▸ Work request:
Identify each line below that contains the word "forest", and copy it out.

[Supplied information Boundary: Start]

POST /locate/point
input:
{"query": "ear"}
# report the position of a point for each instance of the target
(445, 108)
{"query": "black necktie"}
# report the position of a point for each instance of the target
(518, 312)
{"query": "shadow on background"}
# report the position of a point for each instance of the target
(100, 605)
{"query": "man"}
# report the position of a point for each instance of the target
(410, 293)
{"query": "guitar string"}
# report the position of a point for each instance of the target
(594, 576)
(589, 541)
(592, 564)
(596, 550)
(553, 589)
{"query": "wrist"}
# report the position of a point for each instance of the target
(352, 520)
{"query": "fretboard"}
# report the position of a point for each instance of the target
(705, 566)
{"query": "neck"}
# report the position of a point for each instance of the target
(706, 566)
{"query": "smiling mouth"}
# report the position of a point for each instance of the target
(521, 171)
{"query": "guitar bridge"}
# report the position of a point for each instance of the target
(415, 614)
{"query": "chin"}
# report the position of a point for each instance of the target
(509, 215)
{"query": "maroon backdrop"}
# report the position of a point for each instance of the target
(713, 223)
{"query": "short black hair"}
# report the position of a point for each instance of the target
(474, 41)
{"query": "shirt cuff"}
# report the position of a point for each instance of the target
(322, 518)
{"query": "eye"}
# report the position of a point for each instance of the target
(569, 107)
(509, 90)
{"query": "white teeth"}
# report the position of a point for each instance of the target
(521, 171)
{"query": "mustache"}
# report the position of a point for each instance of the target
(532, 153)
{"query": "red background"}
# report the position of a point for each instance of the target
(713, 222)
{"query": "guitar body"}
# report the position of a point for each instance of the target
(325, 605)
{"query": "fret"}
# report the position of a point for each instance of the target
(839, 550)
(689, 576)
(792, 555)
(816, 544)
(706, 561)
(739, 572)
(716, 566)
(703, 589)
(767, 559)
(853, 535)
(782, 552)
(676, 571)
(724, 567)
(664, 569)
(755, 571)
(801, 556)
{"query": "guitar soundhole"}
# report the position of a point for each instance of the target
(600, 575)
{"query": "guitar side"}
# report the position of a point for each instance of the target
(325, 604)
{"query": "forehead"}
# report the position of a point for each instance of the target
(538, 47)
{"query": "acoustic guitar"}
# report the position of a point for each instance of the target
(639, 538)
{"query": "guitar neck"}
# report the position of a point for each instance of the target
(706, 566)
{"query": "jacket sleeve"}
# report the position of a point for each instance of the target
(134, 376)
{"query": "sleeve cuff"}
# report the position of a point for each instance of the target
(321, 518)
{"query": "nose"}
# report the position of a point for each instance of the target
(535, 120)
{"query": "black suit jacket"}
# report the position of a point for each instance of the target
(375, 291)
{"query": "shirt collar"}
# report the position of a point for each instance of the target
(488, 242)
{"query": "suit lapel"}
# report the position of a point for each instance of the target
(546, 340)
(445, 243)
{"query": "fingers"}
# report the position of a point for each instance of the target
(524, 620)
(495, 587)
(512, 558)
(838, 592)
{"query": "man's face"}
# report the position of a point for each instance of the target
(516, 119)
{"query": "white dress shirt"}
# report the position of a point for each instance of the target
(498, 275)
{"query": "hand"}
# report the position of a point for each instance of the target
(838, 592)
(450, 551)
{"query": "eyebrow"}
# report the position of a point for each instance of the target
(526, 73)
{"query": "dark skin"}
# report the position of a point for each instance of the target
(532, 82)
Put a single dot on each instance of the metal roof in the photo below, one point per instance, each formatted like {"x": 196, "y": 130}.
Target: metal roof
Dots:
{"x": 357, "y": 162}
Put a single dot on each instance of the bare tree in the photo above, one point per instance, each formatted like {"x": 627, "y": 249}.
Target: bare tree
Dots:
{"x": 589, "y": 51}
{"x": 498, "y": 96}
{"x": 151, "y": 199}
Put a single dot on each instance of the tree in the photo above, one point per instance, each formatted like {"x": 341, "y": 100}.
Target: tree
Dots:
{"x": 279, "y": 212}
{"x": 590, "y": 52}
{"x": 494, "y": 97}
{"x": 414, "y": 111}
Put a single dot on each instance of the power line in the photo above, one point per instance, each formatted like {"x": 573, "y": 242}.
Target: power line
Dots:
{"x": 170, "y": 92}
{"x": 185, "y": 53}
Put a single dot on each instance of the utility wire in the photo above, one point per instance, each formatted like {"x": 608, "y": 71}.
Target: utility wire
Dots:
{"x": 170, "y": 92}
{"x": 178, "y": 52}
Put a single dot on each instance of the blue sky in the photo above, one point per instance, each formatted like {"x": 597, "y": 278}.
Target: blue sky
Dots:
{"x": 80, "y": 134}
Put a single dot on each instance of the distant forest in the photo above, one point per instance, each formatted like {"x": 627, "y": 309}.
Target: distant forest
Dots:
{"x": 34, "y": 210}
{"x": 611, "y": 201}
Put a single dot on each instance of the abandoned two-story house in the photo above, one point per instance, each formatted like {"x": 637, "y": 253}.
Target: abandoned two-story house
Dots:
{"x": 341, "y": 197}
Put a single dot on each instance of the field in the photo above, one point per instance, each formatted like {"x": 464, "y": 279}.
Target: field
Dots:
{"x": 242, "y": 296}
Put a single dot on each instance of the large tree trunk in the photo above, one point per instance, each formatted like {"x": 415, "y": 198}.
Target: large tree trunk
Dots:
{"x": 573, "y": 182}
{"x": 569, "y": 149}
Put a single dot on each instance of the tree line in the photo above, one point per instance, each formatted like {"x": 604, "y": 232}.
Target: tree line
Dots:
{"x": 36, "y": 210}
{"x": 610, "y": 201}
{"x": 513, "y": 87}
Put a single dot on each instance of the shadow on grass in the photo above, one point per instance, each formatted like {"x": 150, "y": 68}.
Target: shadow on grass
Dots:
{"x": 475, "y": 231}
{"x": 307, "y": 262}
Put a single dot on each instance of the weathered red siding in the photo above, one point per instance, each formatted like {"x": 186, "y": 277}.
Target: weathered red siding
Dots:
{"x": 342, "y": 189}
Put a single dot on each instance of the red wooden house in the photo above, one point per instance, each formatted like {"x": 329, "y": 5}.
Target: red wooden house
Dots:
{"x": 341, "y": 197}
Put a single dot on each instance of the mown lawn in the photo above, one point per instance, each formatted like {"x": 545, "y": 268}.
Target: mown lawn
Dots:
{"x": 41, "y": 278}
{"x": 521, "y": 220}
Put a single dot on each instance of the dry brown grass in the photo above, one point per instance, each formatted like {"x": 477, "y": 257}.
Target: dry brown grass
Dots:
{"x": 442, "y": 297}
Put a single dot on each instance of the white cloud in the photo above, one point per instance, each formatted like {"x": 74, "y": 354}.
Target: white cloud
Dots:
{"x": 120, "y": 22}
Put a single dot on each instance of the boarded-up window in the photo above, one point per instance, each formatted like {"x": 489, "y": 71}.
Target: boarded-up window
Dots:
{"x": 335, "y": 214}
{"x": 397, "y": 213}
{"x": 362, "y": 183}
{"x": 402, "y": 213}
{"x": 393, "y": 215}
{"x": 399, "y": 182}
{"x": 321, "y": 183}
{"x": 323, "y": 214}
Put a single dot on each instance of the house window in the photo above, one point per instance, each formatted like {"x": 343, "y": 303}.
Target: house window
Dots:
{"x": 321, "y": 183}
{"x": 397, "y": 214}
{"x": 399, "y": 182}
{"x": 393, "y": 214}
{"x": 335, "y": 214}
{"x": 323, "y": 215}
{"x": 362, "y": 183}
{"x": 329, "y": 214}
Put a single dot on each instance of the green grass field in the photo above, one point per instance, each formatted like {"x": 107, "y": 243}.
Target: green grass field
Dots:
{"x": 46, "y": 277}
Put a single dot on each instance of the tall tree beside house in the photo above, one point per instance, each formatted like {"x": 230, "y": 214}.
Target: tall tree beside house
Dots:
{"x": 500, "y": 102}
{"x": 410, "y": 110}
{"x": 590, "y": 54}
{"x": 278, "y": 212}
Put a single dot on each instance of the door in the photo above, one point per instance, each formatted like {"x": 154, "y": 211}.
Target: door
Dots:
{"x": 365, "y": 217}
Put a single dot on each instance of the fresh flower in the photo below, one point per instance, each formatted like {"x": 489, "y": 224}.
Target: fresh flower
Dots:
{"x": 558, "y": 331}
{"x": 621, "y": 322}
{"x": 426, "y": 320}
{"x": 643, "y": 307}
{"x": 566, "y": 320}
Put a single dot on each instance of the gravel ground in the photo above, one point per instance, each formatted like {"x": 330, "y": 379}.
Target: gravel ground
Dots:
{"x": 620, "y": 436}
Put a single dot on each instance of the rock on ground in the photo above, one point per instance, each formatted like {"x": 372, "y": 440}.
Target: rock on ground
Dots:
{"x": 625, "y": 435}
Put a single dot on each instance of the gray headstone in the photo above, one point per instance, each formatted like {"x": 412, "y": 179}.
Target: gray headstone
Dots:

[Supplied information Boundary: End]

▸ Task solution:
Put a single dot on each instance of the distant forest in the photo above, one point per instance, each formatted like {"x": 627, "y": 309}.
Target: distant forest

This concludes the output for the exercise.